__What the task requires__:
Locate the string "bride" throughout the material and copy every line in which it occurs.
*** Input records Section Begins ***
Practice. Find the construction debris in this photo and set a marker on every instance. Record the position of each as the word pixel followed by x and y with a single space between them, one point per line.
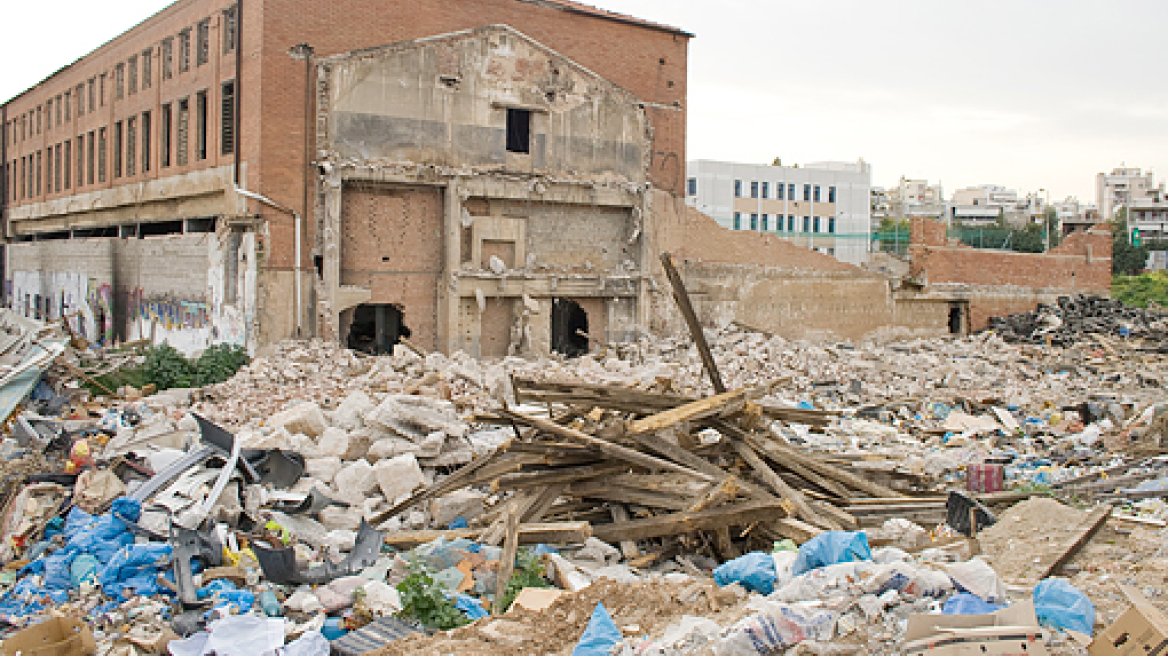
pixel 739 494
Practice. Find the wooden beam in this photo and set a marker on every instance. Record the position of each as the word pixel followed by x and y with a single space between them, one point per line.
pixel 721 405
pixel 551 532
pixel 676 523
pixel 605 447
pixel 695 327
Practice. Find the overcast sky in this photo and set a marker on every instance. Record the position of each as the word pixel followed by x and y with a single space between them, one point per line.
pixel 1027 93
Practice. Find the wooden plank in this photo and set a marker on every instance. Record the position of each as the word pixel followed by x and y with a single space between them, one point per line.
pixel 550 532
pixel 721 405
pixel 800 507
pixel 695 327
pixel 678 523
pixel 1089 528
pixel 507 567
pixel 606 447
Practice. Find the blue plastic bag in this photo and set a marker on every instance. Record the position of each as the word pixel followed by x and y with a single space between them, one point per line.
pixel 832 548
pixel 755 571
pixel 599 636
pixel 965 604
pixel 1062 606
pixel 470 606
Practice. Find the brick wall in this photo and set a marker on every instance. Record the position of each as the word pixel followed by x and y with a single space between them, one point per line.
pixel 1000 283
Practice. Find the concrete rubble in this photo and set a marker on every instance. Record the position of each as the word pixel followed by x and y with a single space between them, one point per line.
pixel 325 501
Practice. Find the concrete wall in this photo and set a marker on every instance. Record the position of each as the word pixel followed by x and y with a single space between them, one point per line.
pixel 174 288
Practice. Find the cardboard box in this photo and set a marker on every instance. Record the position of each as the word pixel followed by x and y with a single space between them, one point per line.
pixel 58 636
pixel 1141 629
pixel 1009 632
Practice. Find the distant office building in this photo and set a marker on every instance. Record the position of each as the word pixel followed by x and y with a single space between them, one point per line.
pixel 1120 187
pixel 822 206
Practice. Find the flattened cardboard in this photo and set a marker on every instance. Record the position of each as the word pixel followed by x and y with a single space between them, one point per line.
pixel 1012 630
pixel 58 636
pixel 1142 629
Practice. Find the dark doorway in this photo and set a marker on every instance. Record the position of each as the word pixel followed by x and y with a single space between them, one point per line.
pixel 957 320
pixel 376 328
pixel 569 328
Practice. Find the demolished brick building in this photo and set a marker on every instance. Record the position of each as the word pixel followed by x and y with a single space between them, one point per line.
pixel 488 188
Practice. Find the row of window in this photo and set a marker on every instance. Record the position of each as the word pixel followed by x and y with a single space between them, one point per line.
pixel 90 95
pixel 82 160
pixel 810 223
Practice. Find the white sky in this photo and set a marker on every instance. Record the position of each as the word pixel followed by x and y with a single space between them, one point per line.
pixel 1027 93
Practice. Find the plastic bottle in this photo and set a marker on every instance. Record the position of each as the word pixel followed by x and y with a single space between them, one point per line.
pixel 269 602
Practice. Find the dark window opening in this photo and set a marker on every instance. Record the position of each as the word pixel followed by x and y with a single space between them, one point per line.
pixel 569 328
pixel 376 328
pixel 160 229
pixel 957 320
pixel 519 131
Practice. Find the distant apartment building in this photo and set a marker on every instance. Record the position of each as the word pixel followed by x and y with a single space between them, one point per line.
pixel 1120 187
pixel 821 206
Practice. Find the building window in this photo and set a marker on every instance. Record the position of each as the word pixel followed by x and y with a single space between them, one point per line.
pixel 182 132
pixel 229 28
pixel 131 146
pixel 81 161
pixel 164 137
pixel 167 57
pixel 118 145
pixel 202 42
pixel 227 118
pixel 201 125
pixel 146 127
pixel 90 155
pixel 185 50
pixel 147 68
pixel 519 131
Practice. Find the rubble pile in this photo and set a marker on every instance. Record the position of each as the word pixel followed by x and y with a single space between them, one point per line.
pixel 625 501
pixel 1073 318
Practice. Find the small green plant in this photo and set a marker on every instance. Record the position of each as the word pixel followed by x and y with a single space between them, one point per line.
pixel 529 573
pixel 219 363
pixel 166 368
pixel 424 601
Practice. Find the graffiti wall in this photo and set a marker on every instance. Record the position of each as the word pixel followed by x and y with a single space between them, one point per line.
pixel 190 291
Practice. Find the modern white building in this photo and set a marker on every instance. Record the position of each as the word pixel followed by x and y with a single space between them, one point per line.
pixel 821 206
pixel 1120 187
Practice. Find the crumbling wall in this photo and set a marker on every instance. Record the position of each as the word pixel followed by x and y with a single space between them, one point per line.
pixel 1000 283
pixel 169 288
pixel 773 285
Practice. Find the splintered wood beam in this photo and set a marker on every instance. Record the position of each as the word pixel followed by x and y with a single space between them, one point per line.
pixel 604 446
pixel 722 404
pixel 695 327
pixel 549 532
pixel 801 508
pixel 678 523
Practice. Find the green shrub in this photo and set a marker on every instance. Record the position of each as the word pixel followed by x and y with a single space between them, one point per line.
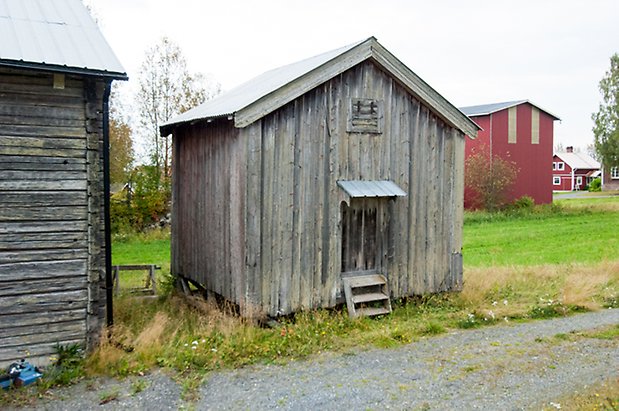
pixel 143 203
pixel 524 203
pixel 596 185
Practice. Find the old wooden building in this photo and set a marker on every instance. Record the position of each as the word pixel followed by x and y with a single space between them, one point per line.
pixel 55 75
pixel 342 165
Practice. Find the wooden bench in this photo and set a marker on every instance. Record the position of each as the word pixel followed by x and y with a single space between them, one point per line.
pixel 150 286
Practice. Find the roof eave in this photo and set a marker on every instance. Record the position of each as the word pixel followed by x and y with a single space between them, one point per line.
pixel 64 69
pixel 368 49
pixel 303 84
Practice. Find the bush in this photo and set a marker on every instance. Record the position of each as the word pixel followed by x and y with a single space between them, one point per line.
pixel 524 203
pixel 143 202
pixel 596 185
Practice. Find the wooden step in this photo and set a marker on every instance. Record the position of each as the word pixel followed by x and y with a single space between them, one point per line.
pixel 372 311
pixel 366 280
pixel 367 295
pixel 365 298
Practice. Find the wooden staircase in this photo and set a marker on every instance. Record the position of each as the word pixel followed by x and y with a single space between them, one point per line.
pixel 367 295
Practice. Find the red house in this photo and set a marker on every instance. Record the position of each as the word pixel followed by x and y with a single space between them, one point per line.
pixel 573 171
pixel 518 131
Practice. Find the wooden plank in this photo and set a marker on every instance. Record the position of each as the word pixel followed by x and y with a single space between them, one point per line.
pixel 48 285
pixel 42 198
pixel 26 271
pixel 12 213
pixel 253 215
pixel 39 241
pixel 366 280
pixel 44 302
pixel 368 297
pixel 37 318
pixel 36 185
pixel 43 226
pixel 41 255
pixel 41 175
pixel 44 333
pixel 38 354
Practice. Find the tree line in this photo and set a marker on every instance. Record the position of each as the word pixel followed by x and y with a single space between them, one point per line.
pixel 166 89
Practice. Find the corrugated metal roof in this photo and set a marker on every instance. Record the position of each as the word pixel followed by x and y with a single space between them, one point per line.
pixel 486 109
pixel 360 188
pixel 578 160
pixel 59 35
pixel 253 90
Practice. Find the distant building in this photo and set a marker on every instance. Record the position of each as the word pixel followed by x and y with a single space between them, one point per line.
pixel 573 171
pixel 517 131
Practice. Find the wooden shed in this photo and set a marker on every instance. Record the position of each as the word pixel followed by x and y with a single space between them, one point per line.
pixel 342 165
pixel 55 75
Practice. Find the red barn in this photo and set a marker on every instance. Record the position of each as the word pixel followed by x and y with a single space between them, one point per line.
pixel 521 132
pixel 573 171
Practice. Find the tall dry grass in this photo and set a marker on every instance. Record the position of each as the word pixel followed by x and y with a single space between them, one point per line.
pixel 515 289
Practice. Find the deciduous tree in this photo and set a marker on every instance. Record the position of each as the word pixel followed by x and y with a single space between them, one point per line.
pixel 489 177
pixel 606 120
pixel 121 143
pixel 167 89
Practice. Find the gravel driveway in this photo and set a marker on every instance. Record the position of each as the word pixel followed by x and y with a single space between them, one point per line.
pixel 512 366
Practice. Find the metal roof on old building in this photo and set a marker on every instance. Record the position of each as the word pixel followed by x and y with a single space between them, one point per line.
pixel 273 89
pixel 486 109
pixel 56 35
pixel 360 189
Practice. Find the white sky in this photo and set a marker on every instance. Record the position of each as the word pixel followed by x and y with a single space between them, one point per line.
pixel 552 52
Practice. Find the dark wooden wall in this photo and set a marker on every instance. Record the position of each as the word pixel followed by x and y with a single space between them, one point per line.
pixel 51 214
pixel 264 226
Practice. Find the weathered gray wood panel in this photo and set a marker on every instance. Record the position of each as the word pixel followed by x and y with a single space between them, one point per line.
pixel 289 206
pixel 51 213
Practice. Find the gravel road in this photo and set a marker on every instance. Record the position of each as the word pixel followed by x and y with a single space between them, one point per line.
pixel 512 366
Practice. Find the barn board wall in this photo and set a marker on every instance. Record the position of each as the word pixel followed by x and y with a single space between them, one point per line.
pixel 51 214
pixel 290 201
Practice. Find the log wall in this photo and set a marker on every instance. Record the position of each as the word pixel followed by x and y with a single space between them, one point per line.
pixel 257 210
pixel 51 214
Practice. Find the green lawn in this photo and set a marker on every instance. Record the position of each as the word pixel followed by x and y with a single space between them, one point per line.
pixel 582 230
pixel 575 234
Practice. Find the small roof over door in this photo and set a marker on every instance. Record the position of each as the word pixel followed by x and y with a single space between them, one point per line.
pixel 372 188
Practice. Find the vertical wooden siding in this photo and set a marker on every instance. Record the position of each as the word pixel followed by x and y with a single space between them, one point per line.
pixel 51 214
pixel 287 165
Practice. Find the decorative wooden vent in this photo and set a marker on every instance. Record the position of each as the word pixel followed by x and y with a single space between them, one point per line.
pixel 365 116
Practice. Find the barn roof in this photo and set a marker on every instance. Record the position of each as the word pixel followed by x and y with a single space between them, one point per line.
pixel 58 35
pixel 269 91
pixel 578 160
pixel 487 109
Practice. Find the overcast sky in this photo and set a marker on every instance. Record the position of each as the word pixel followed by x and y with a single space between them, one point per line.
pixel 553 53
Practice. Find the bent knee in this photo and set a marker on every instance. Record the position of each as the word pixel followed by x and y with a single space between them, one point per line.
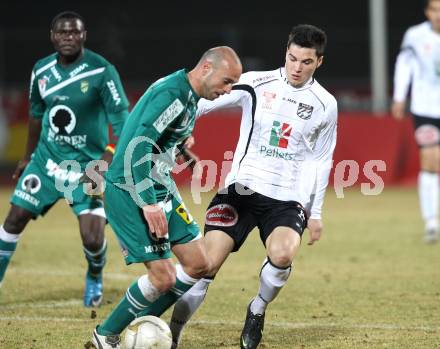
pixel 198 269
pixel 163 276
pixel 281 258
pixel 16 222
pixel 93 241
pixel 165 282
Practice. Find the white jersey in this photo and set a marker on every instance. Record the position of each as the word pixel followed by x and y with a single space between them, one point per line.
pixel 418 64
pixel 287 137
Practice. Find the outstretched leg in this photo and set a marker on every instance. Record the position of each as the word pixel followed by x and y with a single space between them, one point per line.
pixel 91 227
pixel 218 245
pixel 281 246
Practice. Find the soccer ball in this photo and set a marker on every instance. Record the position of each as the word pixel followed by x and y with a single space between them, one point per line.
pixel 148 332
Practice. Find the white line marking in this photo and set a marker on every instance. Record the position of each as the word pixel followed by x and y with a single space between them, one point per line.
pixel 285 325
pixel 46 304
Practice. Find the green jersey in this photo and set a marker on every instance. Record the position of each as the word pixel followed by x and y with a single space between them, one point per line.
pixel 160 121
pixel 76 103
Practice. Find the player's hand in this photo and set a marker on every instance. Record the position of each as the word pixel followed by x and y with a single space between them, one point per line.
pixel 398 110
pixel 19 169
pixel 315 228
pixel 156 219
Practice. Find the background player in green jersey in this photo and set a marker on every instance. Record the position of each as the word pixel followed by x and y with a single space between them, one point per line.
pixel 74 95
pixel 142 203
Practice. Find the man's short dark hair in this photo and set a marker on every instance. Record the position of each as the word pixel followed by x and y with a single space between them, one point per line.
pixel 427 2
pixel 67 15
pixel 307 35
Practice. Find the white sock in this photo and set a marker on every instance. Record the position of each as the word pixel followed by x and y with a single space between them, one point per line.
pixel 272 279
pixel 186 306
pixel 429 198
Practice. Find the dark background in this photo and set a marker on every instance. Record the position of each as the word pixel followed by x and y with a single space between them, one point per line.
pixel 148 39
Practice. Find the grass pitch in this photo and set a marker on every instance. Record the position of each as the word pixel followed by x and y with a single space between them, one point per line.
pixel 369 283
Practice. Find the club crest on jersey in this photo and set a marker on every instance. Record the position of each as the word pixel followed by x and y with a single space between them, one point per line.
pixel 42 83
pixel 84 86
pixel 268 99
pixel 279 135
pixel 184 214
pixel 304 111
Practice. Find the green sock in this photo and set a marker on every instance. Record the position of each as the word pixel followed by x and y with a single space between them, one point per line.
pixel 125 312
pixel 183 283
pixel 7 249
pixel 96 260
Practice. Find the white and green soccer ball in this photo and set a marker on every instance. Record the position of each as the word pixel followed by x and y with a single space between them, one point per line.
pixel 147 332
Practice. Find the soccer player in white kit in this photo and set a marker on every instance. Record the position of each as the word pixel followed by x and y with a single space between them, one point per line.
pixel 279 174
pixel 418 65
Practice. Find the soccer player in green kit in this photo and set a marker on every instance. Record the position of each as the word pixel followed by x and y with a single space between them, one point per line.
pixel 74 95
pixel 142 202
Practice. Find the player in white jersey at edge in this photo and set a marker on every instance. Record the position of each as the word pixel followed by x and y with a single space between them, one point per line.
pixel 278 178
pixel 418 65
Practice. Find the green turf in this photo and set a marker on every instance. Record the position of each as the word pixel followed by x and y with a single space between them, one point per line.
pixel 370 283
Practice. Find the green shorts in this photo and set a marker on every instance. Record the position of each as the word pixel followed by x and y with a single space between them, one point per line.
pixel 36 190
pixel 131 228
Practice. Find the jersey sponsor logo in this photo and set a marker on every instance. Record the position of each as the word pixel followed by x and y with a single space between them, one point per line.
pixel 269 97
pixel 42 83
pixel 166 246
pixel 275 153
pixel 184 214
pixel 62 119
pixel 78 69
pixel 279 135
pixel 54 170
pixel 304 111
pixel 115 95
pixel 169 114
pixel 26 197
pixel 31 184
pixel 84 86
pixel 59 98
pixel 222 215
pixel 290 100
pixel 55 73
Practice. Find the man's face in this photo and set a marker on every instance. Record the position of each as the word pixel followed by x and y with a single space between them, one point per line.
pixel 68 36
pixel 301 63
pixel 219 80
pixel 432 12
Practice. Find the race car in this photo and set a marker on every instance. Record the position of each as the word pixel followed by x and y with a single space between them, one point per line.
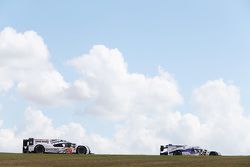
pixel 32 145
pixel 171 149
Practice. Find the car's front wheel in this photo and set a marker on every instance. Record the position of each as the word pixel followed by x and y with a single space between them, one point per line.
pixel 178 152
pixel 213 153
pixel 39 149
pixel 81 150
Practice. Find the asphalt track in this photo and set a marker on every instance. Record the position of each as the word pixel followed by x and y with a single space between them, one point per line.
pixel 41 160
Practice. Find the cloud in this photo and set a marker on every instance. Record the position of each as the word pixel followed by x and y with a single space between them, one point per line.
pixel 118 93
pixel 25 64
pixel 143 109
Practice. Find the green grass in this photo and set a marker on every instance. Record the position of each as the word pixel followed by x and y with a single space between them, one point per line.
pixel 33 160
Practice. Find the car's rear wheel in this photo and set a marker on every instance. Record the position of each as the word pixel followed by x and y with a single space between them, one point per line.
pixel 213 153
pixel 81 150
pixel 39 149
pixel 177 152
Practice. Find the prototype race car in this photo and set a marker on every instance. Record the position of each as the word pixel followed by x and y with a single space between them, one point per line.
pixel 32 145
pixel 171 149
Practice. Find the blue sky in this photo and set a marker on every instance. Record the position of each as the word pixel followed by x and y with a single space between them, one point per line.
pixel 194 41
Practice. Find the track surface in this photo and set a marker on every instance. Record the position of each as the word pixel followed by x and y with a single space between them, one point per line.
pixel 34 160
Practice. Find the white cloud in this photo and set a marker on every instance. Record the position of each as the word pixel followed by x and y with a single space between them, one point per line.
pixel 143 109
pixel 118 93
pixel 25 63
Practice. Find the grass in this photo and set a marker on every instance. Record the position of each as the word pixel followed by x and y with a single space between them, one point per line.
pixel 37 160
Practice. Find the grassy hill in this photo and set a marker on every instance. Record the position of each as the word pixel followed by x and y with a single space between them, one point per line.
pixel 33 160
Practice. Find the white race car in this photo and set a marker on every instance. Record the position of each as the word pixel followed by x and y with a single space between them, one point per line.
pixel 171 149
pixel 32 145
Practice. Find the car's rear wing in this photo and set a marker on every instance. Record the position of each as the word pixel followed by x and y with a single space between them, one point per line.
pixel 26 144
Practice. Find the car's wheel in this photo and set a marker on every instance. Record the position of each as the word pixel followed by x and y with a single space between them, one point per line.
pixel 178 152
pixel 81 150
pixel 213 153
pixel 39 149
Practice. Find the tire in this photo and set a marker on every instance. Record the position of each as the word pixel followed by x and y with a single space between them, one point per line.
pixel 81 150
pixel 213 153
pixel 178 152
pixel 39 149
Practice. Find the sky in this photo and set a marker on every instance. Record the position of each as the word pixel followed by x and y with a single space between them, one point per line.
pixel 125 77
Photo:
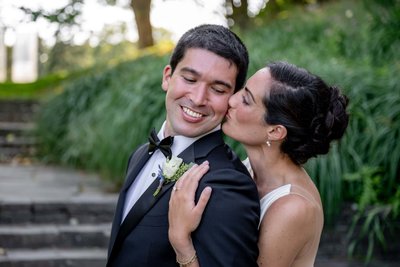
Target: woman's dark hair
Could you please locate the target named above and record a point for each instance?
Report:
(313, 113)
(218, 40)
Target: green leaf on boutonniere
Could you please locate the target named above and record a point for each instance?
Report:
(171, 171)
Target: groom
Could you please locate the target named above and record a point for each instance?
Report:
(208, 65)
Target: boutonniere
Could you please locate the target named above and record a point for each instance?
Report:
(171, 170)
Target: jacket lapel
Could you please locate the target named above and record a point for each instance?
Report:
(196, 151)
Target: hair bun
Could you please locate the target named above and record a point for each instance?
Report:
(336, 119)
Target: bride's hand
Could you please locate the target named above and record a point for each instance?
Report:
(184, 215)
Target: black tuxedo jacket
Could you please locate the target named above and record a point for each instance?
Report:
(227, 235)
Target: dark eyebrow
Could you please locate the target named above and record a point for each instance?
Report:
(249, 92)
(196, 73)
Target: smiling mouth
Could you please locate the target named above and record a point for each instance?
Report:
(191, 113)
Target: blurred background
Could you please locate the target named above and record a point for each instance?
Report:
(88, 72)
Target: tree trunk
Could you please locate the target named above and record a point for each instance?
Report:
(141, 9)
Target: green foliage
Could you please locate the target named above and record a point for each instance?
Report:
(98, 121)
(38, 89)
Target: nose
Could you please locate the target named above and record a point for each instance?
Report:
(233, 100)
(199, 95)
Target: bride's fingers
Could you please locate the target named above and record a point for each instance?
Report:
(203, 200)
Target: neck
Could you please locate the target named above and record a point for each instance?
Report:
(271, 168)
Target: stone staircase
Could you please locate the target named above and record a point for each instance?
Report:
(16, 129)
(57, 234)
(49, 216)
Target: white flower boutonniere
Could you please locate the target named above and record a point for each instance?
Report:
(171, 170)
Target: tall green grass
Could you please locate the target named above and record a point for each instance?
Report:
(97, 121)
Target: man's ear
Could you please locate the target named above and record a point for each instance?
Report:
(166, 77)
(277, 132)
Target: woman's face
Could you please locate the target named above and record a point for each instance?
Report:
(245, 117)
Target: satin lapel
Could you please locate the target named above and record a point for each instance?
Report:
(140, 157)
(197, 150)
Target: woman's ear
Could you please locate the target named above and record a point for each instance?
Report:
(166, 77)
(277, 132)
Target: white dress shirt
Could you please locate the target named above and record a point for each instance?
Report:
(150, 170)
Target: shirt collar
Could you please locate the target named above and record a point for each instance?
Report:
(182, 142)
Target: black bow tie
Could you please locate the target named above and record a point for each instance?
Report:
(164, 145)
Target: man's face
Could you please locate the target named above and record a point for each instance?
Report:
(197, 92)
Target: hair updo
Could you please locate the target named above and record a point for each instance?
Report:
(313, 113)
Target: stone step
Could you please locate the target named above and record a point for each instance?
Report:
(18, 110)
(9, 153)
(10, 126)
(84, 210)
(54, 258)
(54, 236)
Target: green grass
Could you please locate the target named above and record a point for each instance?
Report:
(99, 119)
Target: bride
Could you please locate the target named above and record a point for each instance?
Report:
(283, 116)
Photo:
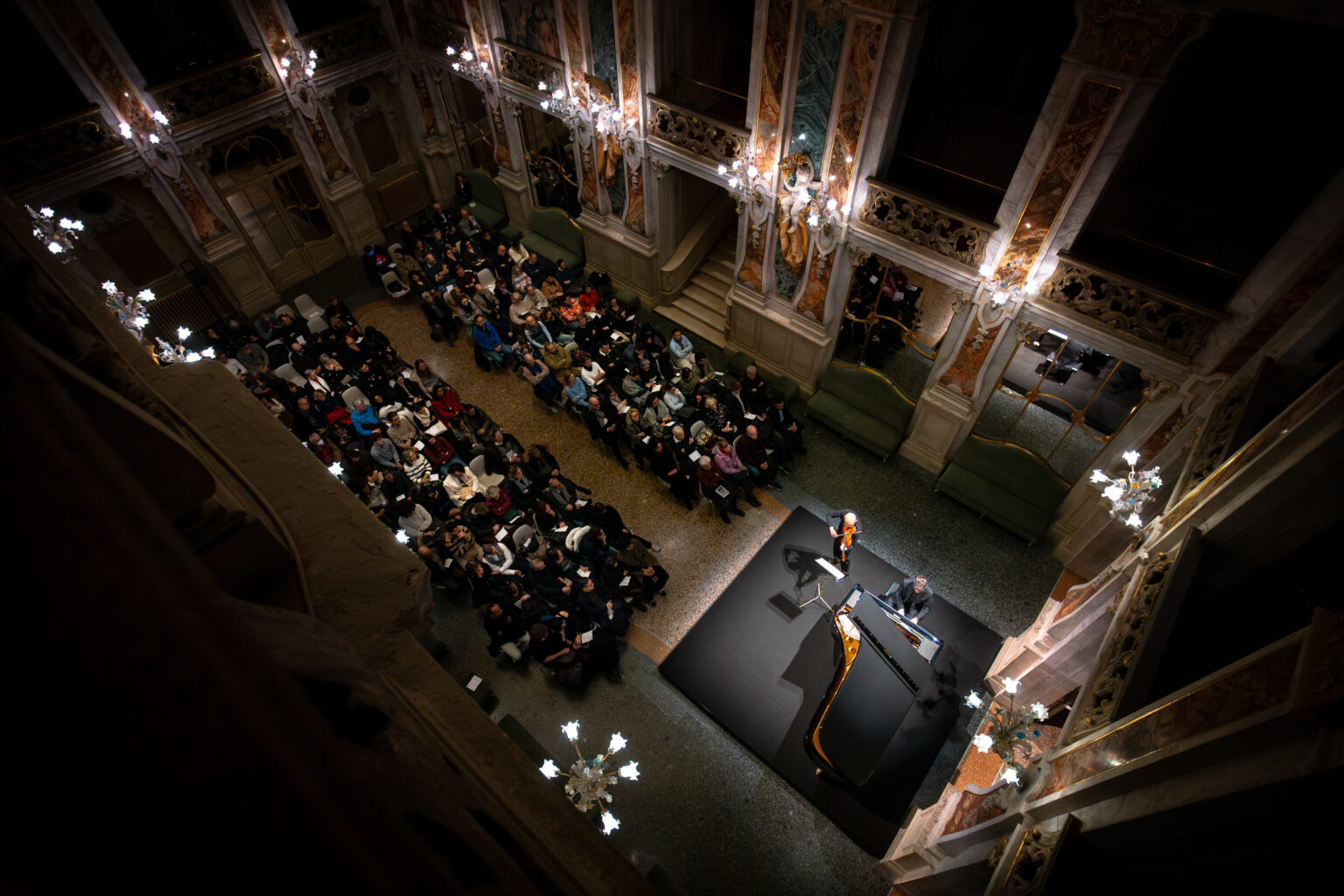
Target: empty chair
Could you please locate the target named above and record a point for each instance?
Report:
(353, 396)
(486, 480)
(306, 306)
(393, 284)
(286, 371)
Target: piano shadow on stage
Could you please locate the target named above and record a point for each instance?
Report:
(802, 564)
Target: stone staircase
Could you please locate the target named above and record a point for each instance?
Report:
(702, 308)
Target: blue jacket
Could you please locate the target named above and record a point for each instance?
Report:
(486, 336)
(365, 421)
*** Input records Section Ends ***
__Your response__:
Target: bride's hand
Target: bride's fingers
Target: bride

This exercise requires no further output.